- Task directions: Below are some records; copy each line in them that contains "wheat".

*** Given data ***

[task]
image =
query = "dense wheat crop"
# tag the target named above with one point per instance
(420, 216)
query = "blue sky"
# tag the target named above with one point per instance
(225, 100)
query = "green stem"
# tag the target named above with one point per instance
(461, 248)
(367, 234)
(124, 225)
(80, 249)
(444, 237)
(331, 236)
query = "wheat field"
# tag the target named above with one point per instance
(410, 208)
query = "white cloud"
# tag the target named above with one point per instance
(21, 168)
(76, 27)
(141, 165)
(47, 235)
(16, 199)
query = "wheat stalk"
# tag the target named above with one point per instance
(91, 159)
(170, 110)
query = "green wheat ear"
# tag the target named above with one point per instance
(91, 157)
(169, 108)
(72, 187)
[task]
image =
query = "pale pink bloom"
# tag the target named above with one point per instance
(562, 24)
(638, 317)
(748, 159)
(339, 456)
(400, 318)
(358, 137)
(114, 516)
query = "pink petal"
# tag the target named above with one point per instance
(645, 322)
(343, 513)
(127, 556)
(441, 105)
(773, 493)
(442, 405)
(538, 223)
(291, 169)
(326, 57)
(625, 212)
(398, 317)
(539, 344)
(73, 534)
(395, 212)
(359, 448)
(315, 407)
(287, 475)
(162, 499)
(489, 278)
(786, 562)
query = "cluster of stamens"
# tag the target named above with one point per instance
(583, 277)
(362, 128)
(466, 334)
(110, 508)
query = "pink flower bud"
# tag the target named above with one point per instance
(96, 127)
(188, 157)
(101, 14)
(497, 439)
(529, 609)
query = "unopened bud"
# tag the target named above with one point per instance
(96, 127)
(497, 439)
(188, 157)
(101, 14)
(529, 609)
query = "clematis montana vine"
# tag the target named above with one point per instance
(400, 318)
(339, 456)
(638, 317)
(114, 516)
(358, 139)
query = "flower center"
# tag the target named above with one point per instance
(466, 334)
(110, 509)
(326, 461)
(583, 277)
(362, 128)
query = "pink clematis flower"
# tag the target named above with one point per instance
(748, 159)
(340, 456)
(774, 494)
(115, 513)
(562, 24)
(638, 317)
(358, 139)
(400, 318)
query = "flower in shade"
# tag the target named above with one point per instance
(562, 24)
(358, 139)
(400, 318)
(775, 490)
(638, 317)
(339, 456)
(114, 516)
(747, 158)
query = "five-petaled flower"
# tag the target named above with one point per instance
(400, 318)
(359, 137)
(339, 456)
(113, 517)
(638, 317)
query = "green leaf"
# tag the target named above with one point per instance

*** End of Given data ***

- Solved problem:
query = "dense wheat crop"
query = "wheat field"
query = "wheat stalk"
query = "green wheat ear"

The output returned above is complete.